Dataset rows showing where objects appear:
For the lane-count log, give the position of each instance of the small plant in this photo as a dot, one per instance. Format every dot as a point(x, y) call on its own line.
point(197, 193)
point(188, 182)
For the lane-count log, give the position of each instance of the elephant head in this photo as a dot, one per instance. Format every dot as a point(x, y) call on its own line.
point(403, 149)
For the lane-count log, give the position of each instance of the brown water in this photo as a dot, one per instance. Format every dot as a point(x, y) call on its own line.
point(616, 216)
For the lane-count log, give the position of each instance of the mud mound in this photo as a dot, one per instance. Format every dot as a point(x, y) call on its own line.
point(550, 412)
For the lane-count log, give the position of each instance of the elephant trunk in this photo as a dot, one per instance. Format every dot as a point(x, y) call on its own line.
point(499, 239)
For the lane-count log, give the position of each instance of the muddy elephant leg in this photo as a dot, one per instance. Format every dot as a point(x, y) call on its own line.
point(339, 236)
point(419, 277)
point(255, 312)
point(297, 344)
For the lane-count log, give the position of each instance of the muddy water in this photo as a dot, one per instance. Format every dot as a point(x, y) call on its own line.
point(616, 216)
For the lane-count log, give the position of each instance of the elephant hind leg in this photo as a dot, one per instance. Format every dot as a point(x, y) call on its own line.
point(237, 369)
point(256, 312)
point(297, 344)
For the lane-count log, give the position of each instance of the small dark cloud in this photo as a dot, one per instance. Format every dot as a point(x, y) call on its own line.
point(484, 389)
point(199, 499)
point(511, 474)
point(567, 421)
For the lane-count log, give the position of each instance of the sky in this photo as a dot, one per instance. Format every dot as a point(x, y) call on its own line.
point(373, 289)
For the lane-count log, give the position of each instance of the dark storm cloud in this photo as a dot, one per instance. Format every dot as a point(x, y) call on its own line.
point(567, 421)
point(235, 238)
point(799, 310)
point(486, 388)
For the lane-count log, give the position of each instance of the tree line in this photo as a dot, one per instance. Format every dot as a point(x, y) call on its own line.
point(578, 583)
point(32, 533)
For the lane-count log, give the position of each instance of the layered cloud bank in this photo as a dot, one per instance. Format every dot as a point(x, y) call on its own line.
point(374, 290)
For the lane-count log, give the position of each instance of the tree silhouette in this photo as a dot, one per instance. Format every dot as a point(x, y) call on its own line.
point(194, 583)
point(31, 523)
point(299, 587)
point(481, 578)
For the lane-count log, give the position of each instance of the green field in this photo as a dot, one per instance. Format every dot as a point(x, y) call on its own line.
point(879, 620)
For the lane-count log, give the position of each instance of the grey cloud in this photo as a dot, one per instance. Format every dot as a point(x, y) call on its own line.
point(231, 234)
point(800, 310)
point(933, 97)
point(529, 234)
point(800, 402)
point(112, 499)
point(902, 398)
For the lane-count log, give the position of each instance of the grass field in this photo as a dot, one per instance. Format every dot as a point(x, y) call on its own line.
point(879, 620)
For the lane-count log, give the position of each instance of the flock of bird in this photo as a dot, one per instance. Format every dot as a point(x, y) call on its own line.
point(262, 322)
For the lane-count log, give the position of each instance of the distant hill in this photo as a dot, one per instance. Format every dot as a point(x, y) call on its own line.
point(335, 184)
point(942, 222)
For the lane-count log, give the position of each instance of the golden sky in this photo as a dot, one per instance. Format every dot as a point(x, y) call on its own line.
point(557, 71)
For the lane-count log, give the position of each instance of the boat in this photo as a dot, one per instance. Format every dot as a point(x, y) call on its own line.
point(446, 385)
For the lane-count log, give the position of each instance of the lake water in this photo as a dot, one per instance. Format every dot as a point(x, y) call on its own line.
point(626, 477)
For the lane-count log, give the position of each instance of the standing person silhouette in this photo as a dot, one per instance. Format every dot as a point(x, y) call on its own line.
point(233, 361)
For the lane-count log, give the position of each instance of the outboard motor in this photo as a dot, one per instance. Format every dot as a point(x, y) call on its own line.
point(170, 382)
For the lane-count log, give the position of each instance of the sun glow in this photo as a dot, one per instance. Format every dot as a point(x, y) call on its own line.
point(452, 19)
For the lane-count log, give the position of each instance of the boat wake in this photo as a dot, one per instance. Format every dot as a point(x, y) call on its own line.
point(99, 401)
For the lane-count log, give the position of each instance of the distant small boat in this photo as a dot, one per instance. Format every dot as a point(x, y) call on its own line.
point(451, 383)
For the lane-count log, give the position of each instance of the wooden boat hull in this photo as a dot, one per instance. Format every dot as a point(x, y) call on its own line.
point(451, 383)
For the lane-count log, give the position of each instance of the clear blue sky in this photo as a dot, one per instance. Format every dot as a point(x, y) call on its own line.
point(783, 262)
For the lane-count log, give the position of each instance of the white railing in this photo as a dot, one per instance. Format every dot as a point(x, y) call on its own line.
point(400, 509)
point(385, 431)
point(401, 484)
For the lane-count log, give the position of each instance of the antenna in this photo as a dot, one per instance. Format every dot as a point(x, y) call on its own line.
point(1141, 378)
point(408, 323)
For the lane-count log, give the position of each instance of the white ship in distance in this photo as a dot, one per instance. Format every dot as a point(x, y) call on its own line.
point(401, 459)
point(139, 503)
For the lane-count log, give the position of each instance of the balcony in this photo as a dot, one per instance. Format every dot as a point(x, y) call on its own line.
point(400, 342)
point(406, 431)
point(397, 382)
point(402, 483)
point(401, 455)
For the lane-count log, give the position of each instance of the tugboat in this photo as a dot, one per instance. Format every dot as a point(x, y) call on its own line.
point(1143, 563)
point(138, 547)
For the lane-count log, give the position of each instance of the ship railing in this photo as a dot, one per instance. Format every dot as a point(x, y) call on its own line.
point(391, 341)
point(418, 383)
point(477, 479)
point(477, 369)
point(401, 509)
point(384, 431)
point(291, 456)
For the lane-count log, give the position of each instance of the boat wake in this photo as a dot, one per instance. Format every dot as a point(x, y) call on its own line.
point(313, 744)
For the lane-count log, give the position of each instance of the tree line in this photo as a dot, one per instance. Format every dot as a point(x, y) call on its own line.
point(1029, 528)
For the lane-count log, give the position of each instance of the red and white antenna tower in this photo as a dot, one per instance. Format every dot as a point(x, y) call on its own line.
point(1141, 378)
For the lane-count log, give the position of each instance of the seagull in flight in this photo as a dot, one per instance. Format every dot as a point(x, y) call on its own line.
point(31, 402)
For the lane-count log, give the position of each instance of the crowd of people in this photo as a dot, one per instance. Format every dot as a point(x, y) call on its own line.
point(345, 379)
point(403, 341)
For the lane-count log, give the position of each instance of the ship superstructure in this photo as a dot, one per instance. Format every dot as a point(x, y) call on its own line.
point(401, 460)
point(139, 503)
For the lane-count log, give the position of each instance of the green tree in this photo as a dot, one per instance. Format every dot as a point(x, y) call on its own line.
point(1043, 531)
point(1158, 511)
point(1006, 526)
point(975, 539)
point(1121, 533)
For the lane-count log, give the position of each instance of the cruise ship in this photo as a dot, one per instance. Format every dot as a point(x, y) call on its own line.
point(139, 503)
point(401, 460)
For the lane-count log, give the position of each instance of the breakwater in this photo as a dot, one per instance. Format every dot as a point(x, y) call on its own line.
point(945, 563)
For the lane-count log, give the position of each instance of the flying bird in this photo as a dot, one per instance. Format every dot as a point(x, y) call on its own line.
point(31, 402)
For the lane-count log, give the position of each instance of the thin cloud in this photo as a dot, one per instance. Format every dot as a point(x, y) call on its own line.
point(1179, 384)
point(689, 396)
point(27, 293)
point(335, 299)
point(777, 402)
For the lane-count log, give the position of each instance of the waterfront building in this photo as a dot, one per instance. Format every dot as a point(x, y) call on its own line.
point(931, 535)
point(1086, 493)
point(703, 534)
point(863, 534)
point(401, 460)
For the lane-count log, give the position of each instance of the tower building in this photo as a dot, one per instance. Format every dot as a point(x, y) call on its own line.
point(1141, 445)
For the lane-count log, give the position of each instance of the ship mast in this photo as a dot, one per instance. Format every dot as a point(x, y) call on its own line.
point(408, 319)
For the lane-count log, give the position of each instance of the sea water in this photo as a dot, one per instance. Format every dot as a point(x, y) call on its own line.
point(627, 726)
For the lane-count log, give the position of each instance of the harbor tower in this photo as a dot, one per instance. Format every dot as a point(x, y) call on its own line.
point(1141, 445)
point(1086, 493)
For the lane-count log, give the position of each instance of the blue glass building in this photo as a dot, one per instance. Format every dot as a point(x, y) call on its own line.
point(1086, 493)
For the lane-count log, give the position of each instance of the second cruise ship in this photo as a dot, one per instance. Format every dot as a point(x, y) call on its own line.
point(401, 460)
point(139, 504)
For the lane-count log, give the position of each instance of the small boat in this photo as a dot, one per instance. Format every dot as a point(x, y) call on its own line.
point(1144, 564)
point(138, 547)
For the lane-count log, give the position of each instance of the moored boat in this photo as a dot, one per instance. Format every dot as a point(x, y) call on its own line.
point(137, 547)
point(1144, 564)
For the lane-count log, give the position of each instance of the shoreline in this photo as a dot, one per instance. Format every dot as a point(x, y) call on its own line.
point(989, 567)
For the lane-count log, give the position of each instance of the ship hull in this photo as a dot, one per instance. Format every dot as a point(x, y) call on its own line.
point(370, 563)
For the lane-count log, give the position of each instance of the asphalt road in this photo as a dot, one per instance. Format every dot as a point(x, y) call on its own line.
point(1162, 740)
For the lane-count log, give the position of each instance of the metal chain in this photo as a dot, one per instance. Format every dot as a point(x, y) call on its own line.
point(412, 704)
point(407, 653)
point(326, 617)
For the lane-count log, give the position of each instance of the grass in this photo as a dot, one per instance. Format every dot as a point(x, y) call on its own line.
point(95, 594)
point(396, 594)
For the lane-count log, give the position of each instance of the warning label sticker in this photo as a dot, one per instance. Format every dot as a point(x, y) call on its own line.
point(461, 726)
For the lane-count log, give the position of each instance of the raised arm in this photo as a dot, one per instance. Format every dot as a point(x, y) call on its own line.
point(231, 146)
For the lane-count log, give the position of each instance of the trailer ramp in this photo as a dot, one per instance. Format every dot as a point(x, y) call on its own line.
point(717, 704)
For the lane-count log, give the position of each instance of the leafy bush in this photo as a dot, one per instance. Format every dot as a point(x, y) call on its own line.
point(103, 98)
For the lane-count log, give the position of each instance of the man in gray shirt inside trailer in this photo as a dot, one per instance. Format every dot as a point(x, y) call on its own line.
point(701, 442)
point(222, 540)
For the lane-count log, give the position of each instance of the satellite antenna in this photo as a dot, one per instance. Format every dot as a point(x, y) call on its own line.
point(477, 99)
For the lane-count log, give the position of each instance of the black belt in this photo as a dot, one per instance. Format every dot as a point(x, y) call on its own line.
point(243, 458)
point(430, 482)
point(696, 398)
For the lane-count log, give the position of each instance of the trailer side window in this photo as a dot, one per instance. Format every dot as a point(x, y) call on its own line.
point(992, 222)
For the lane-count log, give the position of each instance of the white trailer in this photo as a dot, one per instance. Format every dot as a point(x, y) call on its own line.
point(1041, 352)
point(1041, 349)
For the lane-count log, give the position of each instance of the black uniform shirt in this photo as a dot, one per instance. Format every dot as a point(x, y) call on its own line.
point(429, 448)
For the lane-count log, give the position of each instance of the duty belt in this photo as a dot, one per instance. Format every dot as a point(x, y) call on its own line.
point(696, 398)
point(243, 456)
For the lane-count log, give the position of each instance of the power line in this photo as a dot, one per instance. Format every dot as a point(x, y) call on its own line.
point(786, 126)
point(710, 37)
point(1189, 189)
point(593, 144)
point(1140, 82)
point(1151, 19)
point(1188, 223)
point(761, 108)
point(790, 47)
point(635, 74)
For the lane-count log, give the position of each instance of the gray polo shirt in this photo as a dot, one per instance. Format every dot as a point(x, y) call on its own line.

> TASK TO CARRY OUT: Rewrite the lines from the first one through the line containing "point(403, 149)", swapping "lane-count log" for "object-position log" and leaving everything else as it is.

> SOLUTION TO THE PROBLEM:
For the object-position log, give the position of each instance of the small plant in this photo as a dot, one per instance. Format every dot as a point(x, y) call on its own line.
point(197, 193)
point(188, 182)
For the object-position log, give the position of each instance of the elephant head in this photo as a dot, one per instance. Format every dot as a point(x, y) call on its own line.
point(403, 149)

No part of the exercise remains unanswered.